[WHAT THE TASK ASKS] Check each line of the records below for the word "canopy" and copy those where it appears.

(Beginning of PROVIDED DATA)

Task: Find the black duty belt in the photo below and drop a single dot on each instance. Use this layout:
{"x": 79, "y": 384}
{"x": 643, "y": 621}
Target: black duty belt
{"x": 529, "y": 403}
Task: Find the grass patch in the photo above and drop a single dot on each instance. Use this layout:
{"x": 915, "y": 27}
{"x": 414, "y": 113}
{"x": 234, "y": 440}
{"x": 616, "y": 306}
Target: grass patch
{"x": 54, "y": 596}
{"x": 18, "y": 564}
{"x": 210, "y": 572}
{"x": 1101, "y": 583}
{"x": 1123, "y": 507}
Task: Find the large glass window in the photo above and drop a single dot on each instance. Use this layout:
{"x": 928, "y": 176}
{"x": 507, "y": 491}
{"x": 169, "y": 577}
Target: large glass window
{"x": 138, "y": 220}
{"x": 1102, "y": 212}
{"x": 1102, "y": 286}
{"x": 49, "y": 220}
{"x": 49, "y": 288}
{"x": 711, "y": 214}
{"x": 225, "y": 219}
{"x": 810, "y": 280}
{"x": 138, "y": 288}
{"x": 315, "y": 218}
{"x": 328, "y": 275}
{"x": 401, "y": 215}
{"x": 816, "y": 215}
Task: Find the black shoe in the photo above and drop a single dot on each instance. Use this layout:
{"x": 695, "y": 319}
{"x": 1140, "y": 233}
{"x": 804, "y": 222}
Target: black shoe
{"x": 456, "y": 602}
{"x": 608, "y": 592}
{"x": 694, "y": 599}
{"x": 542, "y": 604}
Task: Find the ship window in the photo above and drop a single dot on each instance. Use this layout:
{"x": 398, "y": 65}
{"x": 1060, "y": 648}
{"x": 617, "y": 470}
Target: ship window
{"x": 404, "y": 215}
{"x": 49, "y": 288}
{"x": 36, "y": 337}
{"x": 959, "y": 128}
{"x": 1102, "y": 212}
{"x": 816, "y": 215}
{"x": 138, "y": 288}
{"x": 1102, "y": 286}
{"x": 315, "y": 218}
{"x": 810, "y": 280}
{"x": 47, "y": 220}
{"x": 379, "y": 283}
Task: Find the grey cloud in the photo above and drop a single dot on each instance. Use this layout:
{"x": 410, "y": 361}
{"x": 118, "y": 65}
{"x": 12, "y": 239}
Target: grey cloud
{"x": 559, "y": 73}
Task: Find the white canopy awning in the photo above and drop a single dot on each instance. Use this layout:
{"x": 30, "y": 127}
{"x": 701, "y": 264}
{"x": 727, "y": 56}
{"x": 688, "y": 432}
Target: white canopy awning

(End of PROVIDED DATA)

[EXERCISE OUTPUT]
Task: Find the white canopy awning in the photo above and drop a single dot on each instance. Use this layout:
Target: white canopy awning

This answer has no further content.